Relationships and children in 1990 Quinn's first wife was actress
Katherine DeMille, the adopted daughter of
Cecil B. DeMille; they wed in 1937. The couple had five children: Christopher (1938–1941), Christina (born December 1, 1941), Catalina (born November 21, 1942), Duncan (born August 4, 1945), and Valentina (born December 26, 1952). Their first child, Christopher, aged two, drowned in the lily pond of next-door neighbor
W. C. Fields. In 1965, Quinn and DeMille divorced because of his affair with Italian costume designer Jolanda Addolori (died 2016), whom he married in 1966. They had three children:
Francesco Quinn (March 22, 1963 – August 5, 2011),
Danny Quinn (born April 16, 1964), and
Lorenzo Quinn (born May 7, 1966). His marriage to Addolori ended in divorce in August 1997. He then married Benvin in December 1997 and remained married to her until his death.

Objective a - Convert the rows, starting at the line containing "Shot-chart prep: mark the bird's head" and ending at the line containing "column 110, row 133", into a Markdown table with the columns Line No. and Row Text. Number each line and omit blank lines.

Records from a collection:
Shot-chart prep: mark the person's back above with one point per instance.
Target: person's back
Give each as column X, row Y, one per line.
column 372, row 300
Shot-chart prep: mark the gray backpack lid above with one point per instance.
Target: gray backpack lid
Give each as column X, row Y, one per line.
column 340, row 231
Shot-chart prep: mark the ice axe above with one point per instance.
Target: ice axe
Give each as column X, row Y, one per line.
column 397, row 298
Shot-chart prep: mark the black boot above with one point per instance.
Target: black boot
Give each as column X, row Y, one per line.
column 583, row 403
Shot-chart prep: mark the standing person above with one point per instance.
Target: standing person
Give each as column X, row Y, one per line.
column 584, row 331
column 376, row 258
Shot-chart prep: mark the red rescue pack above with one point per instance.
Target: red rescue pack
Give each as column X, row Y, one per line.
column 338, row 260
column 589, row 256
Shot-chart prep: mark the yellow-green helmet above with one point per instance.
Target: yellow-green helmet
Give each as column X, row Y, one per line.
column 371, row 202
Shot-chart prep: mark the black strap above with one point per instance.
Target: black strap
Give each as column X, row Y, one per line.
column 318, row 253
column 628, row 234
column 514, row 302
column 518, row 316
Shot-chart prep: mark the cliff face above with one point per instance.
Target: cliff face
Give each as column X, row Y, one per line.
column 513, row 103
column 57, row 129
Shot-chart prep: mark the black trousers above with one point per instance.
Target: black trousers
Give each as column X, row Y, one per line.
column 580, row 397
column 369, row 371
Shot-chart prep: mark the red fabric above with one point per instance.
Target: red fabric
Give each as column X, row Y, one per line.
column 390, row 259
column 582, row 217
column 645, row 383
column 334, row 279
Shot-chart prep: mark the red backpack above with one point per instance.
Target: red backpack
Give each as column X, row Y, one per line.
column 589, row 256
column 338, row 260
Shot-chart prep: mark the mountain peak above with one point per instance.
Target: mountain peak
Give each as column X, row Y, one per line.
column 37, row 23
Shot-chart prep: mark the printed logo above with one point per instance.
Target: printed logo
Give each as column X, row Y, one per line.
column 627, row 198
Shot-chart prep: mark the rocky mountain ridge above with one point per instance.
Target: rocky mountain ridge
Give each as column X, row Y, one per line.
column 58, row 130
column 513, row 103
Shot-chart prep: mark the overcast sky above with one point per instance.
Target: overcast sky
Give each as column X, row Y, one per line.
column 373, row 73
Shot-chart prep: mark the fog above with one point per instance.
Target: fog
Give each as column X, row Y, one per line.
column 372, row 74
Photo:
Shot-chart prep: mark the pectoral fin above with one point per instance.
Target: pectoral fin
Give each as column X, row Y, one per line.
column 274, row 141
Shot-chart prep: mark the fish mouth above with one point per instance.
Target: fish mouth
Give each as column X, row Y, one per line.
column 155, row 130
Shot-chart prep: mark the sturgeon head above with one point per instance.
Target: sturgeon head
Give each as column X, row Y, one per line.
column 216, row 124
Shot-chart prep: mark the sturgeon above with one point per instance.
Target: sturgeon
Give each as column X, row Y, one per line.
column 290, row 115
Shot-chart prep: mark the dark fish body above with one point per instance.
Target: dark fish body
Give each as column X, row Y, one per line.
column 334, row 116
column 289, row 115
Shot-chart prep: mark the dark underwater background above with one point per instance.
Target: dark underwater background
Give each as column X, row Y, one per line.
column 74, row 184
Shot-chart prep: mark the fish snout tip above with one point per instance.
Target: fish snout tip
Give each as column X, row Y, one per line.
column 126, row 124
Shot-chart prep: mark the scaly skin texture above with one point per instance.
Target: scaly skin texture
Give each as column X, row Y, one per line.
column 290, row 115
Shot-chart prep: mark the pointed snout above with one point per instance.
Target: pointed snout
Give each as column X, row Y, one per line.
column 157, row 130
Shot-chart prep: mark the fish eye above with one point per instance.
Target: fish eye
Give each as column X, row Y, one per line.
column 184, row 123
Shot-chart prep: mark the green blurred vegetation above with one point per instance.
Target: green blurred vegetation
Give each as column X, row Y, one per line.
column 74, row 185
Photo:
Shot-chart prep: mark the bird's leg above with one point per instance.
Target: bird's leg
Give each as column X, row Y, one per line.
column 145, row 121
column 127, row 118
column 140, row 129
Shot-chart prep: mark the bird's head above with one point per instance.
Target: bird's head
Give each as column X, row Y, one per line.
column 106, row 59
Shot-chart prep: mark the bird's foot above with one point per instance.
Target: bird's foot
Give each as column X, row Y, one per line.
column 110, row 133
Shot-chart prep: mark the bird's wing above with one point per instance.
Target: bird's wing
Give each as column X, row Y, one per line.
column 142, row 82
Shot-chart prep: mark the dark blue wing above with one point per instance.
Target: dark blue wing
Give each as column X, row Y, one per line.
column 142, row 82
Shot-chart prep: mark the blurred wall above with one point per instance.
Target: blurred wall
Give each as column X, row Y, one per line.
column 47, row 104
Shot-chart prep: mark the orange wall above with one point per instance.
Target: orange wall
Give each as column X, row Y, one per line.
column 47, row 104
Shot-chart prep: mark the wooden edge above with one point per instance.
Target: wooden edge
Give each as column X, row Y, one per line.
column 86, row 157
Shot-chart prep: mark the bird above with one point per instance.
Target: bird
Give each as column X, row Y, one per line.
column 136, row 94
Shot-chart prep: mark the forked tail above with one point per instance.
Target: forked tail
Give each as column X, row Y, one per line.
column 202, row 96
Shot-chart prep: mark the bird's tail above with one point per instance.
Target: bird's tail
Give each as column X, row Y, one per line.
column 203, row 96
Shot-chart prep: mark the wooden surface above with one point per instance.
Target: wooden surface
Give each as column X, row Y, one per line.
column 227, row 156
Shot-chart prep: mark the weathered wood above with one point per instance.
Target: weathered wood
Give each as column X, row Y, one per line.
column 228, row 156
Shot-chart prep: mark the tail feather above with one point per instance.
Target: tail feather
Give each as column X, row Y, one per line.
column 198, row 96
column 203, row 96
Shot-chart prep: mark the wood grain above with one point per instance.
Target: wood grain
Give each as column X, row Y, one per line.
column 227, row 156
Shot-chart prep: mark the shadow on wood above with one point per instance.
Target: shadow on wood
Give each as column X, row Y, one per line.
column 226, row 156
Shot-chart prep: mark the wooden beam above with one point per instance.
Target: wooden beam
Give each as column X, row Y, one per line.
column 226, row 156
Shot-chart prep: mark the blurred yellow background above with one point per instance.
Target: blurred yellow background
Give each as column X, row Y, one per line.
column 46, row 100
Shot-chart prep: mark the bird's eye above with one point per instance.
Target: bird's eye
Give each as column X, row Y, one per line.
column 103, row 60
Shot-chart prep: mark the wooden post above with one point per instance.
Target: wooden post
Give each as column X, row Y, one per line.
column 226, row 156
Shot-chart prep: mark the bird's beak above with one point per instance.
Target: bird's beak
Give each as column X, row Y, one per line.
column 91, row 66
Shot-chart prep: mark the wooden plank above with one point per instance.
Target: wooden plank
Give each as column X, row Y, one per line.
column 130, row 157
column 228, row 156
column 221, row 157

Objective b -
Answer these questions from the passage on Quinn's relationships:
(i) In what year did Quinn wed Katherine DeMille?
(ii) In whose lily pond did Christopher drown?
(iii) In what month and year did Quinn marry Benvin?

Written solution a -
| Line No. | Row Text |
|---|---|
| 1 | Shot-chart prep: mark the bird's head above with one point per instance. |
| 2 | Target: bird's head |
| 3 | Give each as column X, row Y, one per line. |
| 4 | column 106, row 59 |
| 5 | Shot-chart prep: mark the bird's foot above with one point per instance. |
| 6 | Target: bird's foot |
| 7 | Give each as column X, row Y, one per line. |
| 8 | column 110, row 133 |

Written solution b -
(i) 1937
(ii) The lily pond of next-door neighbor W. C. Fields
(iii) December 1997